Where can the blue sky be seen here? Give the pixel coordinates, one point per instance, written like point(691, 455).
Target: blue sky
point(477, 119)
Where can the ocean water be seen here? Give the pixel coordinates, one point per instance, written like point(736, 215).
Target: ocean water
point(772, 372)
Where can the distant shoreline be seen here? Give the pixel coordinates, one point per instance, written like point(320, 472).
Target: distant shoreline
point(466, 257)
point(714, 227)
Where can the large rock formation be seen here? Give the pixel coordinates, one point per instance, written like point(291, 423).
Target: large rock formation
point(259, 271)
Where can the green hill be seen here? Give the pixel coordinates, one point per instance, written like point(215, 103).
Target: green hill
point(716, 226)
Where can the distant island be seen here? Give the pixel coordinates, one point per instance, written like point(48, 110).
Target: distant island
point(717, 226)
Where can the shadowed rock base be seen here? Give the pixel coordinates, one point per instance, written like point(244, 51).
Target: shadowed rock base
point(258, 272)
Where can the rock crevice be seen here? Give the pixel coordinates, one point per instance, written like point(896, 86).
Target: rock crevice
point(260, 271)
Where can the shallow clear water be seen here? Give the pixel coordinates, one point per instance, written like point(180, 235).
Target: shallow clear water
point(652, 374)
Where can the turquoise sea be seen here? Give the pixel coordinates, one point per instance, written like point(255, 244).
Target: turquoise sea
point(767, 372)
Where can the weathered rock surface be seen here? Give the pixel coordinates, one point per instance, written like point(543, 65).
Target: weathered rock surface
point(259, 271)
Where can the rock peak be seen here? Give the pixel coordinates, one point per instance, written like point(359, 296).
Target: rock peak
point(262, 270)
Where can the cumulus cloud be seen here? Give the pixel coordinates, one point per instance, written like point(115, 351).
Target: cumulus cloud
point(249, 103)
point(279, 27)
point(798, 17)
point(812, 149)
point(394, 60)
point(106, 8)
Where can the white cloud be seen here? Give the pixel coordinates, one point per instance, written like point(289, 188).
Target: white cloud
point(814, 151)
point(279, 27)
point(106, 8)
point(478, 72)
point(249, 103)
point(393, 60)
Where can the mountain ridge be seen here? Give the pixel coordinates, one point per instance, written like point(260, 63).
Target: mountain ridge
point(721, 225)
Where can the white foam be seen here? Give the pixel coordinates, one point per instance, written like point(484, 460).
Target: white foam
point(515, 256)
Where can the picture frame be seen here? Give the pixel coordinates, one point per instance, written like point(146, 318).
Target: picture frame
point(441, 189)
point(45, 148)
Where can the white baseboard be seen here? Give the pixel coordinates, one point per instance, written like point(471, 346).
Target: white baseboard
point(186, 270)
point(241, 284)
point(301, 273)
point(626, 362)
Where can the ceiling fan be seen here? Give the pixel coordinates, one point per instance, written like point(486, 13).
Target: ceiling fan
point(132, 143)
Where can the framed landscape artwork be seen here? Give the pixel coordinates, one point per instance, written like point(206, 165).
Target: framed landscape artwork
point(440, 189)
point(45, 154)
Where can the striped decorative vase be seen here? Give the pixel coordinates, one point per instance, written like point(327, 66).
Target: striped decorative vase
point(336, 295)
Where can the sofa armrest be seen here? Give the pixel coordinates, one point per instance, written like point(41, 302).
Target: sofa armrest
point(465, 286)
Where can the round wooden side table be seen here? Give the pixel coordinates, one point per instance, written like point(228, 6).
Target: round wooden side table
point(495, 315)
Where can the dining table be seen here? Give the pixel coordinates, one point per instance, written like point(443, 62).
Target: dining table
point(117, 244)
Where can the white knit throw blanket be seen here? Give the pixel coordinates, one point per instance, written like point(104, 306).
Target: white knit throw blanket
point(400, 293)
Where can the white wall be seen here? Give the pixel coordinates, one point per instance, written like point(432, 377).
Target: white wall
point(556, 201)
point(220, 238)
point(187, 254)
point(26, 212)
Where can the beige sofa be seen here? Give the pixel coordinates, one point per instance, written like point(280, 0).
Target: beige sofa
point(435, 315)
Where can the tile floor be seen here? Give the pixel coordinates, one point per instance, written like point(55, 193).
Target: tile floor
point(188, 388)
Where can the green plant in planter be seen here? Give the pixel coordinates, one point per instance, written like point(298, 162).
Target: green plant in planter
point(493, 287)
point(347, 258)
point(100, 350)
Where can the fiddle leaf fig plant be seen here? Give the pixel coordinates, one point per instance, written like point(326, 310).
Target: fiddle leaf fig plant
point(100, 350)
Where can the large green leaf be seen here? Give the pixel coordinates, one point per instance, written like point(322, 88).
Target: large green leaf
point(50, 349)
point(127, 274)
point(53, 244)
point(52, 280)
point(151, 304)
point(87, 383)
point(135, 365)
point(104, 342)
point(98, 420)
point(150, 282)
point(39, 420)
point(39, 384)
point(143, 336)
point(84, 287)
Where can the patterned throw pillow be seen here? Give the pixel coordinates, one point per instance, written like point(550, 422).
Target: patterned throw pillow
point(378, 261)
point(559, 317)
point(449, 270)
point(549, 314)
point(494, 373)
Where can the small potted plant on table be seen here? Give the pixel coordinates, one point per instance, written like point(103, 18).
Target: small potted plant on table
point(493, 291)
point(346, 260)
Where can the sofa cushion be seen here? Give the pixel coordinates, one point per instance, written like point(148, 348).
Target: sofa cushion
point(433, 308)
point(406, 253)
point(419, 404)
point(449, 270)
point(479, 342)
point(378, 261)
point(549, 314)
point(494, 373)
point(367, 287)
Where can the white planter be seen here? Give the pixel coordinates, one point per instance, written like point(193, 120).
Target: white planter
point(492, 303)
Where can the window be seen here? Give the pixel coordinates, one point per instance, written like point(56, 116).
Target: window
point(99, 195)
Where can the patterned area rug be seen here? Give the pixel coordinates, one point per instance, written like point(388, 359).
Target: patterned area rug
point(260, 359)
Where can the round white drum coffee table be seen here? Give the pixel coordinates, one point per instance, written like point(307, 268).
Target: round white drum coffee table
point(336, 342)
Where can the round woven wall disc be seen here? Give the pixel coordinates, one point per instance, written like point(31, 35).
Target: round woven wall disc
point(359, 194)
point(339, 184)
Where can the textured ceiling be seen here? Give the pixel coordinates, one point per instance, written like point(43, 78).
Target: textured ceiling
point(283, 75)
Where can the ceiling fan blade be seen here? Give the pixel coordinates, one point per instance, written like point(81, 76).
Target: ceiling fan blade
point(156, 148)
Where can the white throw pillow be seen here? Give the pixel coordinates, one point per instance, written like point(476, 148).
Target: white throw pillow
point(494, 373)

--------------------------------------------------

* EXERCISE BRIEF *
Rewrite the lines as a numbered list, from the first of the rows above through the line containing "point(714, 227)", and leave out any blank lines.

* SOLUTION TO THE EXERCISE *
1. Where can the blue sky be seen here? Give the pixel coordinates, one point per instance, written like point(691, 455).
2. Target: blue sky
3. point(477, 119)
4. Where can the ocean water be seen here? Give the pixel coordinates, one point per instance, written like point(736, 215).
5. Target: ocean water
6. point(772, 372)
7. Where can the distant shoreline be seen here? Give the pixel coordinates, one point per instance, written like point(320, 472).
8. Target: distant shoreline
9. point(466, 257)
10. point(714, 227)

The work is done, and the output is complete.